## DIRECTIVE A
Please quote the part of the section 3-605 commentary that opens with the words containing "Under former section" and closes with "N.W.2d 458 (1972).".

## SELECTION

※ ※ ※

Under former section 3-606, an agreement by the holder to suspend the right to enforce a promissory note against the maker, without the consent of an endorser and without an express reservation of rights against him, discharges the endorser from liability. Citizens State Bank of Decatur v. Beermann Bros. Dehy, 188 Neb. 597, 198 N.W.2d 458 (1972).
1. Section 3-605, which replaces former section 3-606, can be illustrated by an example. Bank lends $10,000 to Borrower who signs a note under which Borrower is obliged to pay $10,000 to Bank on a due date stated in the note. Bank insists, however, that Accommodation Party also become liable to pay the note. Accommodation Party can incur this liability by signing the note as a comaker or by indorsing the note. In either case the note is signed for accommodation and Borrower is the accommodated party. Rights and obligations of Accommodation Party in this case are stated in section 3-419. Suppose that after the note is signed, Bank agrees to a modification of the rights and obligations between Bank and Borrower. For example, Bank agrees that Borrower may pay the note at some date after the due date, or that Borrower may discharge Borrower's $10,000 obligation to pay the note by paying Bank $3,000, or that Bank releases collateral given by Borrower to secure the note. Under the law of suretyship Borrower is usually referred to as the principal debtor and Accommodation Party is referred to as the surety. Under that law, the surety can be discharged under certain circumstances if changes of this kind are made by Bank, the creditor, without the consent of Accommodation Party, the surety. Rights of the surety to discharge in such cases are commonly referred to as suretyship defenses. Section 3-605 is concerned with this kind of problem in the context of a negotiable instrument to which the principal debtor and the surety are parties. But section 3-605 has a wider scope. It also applies to indorsers who are not accommodation parties. Unless an indorser signs without recourse, the indorser's liability under section 3-415(a) is that of a guarantor of payment. If Bank in our hypothetical case indorsed the note and transferred it to Second Bank, Bank has rights given to an indorser under section 3-605 if it is Second Bank that modifies rights and obligations of Borrower. Both accommodation parties and indorsers will be referred to in these comments as sureties. The scope of section 3-605 is also widened by subsection (e) which deals with rights of a nonaccommodation party comaker when collateral is impaired.
2. The importance of suretyship defenses is greatly diminished by the fact that they can be waived. The waiver is usually made by a provision in the note or other writing that represents the obligation of the principal debtor. It is standard practice to include a waiver of suretyship defenses in notes given to financial institutions or other commercial creditors. Section 3-605(i) allows waiver. Thus, section 3-605 applies to the occasional case in which the creditor did not include a waiver clause in the instrument or in which the creditor did not obtain the permission of the surety to take the action that triggers the suretyship defense.

※ ※ ※

(Dataset entries)
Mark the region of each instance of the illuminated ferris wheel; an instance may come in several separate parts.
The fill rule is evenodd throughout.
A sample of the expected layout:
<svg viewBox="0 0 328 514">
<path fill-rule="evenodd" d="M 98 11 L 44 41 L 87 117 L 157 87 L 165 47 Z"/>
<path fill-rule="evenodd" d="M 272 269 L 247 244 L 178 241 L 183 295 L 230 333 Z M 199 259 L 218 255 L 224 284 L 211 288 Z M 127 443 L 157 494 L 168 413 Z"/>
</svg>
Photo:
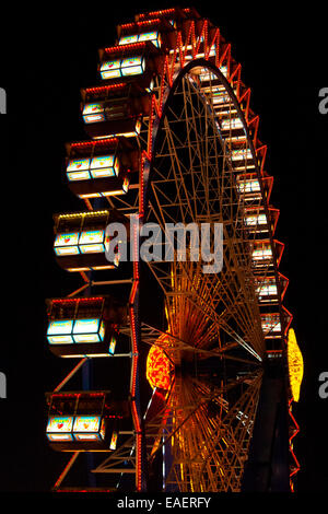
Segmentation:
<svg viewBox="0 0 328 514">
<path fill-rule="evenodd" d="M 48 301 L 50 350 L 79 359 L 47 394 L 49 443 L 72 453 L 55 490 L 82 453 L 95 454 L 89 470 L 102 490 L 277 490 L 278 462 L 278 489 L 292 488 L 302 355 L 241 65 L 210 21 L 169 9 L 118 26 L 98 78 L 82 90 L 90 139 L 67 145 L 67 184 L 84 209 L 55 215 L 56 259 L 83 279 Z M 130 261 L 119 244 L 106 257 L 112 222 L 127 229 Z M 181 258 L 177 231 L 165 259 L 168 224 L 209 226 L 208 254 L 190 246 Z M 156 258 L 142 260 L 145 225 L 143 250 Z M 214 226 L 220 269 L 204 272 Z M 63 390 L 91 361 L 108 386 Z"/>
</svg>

※ ※ ※

## DIRECTIVE B
Rewrite each of the records above with "Segmentation" changed to "Outline" and nothing else altered, leaving the pictures out.

## COMPLETE RESPONSE A
Under former section 3-606, an agreement by the holder to suspend the right to enforce a promissory note against the maker, without the consent of an endorser and without an express reservation of rights against him, discharges the endorser from liability. Citizens State Bank of Decatur v. Beermann Bros. Dehy, 188 Neb. 597, 198 N.W.2d 458 (1972).

## COMPLETE RESPONSE B
Mark the region of each instance of the illuminated ferris wheel; an instance may come in several separate parts.
The fill rule is evenodd throughout.
A sample of the expected layout:
<svg viewBox="0 0 328 514">
<path fill-rule="evenodd" d="M 98 11 L 44 41 L 87 117 L 157 87 L 165 47 Z"/>
<path fill-rule="evenodd" d="M 272 269 L 247 244 L 178 241 L 183 295 L 230 333 Z M 199 259 L 218 255 L 224 284 L 211 288 Z M 127 443 L 157 494 L 168 413 Z"/>
</svg>
Photo:
Outline:
<svg viewBox="0 0 328 514">
<path fill-rule="evenodd" d="M 48 301 L 50 350 L 79 359 L 47 394 L 49 443 L 72 453 L 55 490 L 82 453 L 95 454 L 89 470 L 102 490 L 277 490 L 278 462 L 278 489 L 292 488 L 302 355 L 241 65 L 210 21 L 169 9 L 118 26 L 98 78 L 82 90 L 90 139 L 67 145 L 67 184 L 84 209 L 55 215 L 56 259 L 83 279 Z M 130 261 L 119 244 L 106 257 L 112 222 L 127 229 Z M 181 258 L 177 231 L 165 259 L 168 224 L 209 226 L 208 254 L 190 246 Z M 156 258 L 142 260 L 145 225 L 143 250 Z M 214 226 L 220 269 L 204 272 Z M 63 390 L 91 361 L 108 386 Z"/>
</svg>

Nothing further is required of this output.